■ What you will do
Copy every line of the records from the line with "Practice step: locate the green" through the end of the records. Multiply each answer coordinate by 0.75 and round it to a whole number, with halves rounded up, and keep all other lines unchanged.

■ Supplied entries
┌──

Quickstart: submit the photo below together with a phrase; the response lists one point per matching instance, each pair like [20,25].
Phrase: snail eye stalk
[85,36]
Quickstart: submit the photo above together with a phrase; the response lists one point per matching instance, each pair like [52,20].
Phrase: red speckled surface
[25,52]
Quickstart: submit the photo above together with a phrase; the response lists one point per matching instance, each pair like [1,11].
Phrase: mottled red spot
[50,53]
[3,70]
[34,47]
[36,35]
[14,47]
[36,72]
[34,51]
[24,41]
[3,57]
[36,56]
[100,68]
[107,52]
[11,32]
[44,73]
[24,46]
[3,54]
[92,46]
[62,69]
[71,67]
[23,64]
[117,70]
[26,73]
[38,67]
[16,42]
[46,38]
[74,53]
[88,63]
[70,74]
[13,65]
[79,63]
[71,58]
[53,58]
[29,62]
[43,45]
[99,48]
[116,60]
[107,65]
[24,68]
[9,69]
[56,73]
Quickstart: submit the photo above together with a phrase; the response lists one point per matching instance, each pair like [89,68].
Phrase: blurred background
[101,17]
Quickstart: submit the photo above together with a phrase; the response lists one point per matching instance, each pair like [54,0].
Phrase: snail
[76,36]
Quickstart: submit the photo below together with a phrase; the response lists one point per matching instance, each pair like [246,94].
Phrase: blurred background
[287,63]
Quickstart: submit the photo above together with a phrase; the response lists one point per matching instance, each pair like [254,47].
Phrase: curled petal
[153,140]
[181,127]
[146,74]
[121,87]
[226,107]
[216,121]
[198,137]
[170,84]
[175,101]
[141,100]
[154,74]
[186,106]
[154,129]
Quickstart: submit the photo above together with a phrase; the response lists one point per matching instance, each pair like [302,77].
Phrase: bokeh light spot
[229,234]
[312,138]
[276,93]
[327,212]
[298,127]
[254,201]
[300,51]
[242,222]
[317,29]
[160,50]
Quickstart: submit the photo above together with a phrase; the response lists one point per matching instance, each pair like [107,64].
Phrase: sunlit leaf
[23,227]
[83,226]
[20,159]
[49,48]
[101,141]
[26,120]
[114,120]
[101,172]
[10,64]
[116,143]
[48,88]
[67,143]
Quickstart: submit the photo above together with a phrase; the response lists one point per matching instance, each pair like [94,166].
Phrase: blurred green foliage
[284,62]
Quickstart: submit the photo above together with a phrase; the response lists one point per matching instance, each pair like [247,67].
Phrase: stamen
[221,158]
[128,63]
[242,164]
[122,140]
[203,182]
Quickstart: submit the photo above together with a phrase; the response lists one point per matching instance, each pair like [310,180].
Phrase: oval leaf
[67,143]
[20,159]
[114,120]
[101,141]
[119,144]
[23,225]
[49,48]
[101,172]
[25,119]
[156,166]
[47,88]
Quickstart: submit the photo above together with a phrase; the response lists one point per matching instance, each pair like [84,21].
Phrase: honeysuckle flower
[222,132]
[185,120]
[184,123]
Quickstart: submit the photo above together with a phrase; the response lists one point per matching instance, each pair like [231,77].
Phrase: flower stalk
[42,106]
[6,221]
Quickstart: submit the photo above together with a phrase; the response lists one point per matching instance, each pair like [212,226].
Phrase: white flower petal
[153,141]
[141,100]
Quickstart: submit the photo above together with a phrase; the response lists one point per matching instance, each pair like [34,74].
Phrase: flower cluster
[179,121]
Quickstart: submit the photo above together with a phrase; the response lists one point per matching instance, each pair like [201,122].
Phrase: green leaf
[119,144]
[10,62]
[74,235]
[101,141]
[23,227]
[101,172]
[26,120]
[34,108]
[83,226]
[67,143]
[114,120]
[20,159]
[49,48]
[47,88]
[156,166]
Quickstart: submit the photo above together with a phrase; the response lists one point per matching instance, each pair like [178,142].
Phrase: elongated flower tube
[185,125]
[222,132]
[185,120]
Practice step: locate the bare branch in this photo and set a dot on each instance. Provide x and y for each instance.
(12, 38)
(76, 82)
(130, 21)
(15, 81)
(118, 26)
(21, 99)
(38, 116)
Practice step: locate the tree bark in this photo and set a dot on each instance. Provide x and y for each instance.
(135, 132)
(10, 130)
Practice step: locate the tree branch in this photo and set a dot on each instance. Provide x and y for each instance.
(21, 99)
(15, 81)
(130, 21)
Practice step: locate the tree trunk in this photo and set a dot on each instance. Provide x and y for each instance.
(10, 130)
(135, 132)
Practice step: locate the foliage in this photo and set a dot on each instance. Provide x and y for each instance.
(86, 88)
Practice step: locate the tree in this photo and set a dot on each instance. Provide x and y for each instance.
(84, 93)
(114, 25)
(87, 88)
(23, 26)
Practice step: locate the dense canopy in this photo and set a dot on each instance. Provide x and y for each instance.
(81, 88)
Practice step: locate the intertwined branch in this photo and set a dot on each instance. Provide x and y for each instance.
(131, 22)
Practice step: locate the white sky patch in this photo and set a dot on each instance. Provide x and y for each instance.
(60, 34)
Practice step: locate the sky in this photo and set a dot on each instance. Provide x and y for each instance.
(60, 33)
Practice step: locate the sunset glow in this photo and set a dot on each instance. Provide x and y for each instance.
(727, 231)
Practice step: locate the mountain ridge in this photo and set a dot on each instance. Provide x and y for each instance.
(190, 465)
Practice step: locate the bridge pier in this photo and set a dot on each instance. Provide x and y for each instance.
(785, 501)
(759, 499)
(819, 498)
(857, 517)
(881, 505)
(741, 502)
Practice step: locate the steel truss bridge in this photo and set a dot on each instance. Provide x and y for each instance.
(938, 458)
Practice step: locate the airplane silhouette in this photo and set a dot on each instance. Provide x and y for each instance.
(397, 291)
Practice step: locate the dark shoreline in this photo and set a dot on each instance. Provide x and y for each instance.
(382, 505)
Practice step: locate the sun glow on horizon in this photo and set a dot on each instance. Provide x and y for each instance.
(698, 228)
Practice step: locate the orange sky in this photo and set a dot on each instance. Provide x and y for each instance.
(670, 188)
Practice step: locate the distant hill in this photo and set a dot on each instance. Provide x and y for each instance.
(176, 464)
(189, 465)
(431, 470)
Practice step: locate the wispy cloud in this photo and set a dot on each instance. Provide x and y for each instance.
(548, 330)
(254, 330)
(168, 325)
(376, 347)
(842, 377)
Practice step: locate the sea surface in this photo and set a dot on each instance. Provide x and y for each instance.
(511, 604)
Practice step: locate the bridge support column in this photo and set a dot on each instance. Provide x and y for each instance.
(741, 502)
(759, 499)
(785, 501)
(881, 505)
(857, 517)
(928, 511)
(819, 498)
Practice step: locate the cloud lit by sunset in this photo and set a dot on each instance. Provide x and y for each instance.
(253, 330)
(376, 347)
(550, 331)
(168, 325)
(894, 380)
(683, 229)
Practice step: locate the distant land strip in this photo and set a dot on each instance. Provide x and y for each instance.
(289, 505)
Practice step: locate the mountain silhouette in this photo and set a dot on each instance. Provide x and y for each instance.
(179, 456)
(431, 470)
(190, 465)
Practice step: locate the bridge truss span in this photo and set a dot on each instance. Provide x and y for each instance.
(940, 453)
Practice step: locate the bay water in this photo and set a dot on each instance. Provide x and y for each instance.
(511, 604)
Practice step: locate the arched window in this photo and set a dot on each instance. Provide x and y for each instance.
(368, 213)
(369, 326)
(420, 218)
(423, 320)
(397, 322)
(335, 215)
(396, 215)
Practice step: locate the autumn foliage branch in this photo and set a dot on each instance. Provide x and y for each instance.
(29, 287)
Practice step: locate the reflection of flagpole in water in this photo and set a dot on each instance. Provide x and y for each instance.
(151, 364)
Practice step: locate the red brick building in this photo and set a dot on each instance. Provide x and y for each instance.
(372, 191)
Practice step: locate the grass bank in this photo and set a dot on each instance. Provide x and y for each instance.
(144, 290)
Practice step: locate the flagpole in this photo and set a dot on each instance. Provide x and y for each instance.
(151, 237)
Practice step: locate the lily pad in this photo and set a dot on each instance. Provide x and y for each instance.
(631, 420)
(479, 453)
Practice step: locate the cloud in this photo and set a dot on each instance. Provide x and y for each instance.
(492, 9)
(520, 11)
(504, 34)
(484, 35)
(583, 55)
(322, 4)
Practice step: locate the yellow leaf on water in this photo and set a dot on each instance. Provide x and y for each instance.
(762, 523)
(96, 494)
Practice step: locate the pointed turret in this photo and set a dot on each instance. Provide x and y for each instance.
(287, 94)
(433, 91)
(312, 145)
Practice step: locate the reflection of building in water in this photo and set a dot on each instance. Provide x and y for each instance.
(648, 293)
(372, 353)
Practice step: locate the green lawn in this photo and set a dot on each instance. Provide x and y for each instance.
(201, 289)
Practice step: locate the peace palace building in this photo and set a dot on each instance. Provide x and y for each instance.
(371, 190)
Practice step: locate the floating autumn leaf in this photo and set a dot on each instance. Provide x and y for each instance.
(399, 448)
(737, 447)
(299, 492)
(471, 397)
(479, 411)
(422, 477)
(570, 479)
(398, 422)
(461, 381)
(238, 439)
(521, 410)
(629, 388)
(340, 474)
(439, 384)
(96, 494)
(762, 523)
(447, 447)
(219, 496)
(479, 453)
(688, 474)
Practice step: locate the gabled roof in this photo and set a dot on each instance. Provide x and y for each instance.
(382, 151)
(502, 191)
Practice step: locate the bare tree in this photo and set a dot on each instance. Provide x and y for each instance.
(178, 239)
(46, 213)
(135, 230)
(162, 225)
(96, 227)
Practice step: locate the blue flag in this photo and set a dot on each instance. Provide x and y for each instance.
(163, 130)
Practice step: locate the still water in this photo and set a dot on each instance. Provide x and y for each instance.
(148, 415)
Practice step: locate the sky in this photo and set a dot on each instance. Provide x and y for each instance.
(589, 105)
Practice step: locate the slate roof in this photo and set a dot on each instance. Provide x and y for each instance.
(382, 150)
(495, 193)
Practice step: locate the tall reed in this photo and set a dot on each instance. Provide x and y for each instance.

└──

■ Right answer
Practice step: locate the green lawn in this photo and set a dot on each instance. Provide x and y for each instance.
(151, 217)
Practice step: locate the peace palace building in this photo and set a dot on each instance. Provide x and y for each instance.
(278, 143)
Practice step: locate the floating autumn leaf in this photo and set a dot on each instance. Provide x and y for each instance.
(299, 336)
(553, 335)
(224, 369)
(353, 298)
(359, 308)
(317, 358)
(428, 359)
(299, 317)
(346, 286)
(179, 329)
(391, 308)
(472, 291)
(255, 356)
(329, 288)
(72, 371)
(572, 392)
(335, 335)
(164, 372)
(359, 340)
(516, 356)
Practice step: locate the gabled roof in this photo and set a dot on each instance. Provide x and y for each instance.
(287, 113)
(377, 143)
Practice step: locate the bare tree in this photo and set a dot on each instance. Provide x and y for each instance.
(134, 179)
(35, 160)
(101, 173)
(122, 169)
(72, 170)
Practice step: locate the blue flag in this photo and set a dot on each instance. Provide x and y for each instance.
(122, 98)
Practice step: locate the still water in this photo and set a dot on each instance. Provide x and y for each instance.
(111, 311)
Practice step: locate the sky in this photo and set a dot on each instance. Provide x and y for each instance.
(442, 79)
Practice step: locate the slate roof in this photo and set a dot on each instance. Provide x and y for each instance.
(287, 113)
(371, 145)
Practice step: locate the tall reed in this photo and set a dot on each instance. Provide x and y for each instance.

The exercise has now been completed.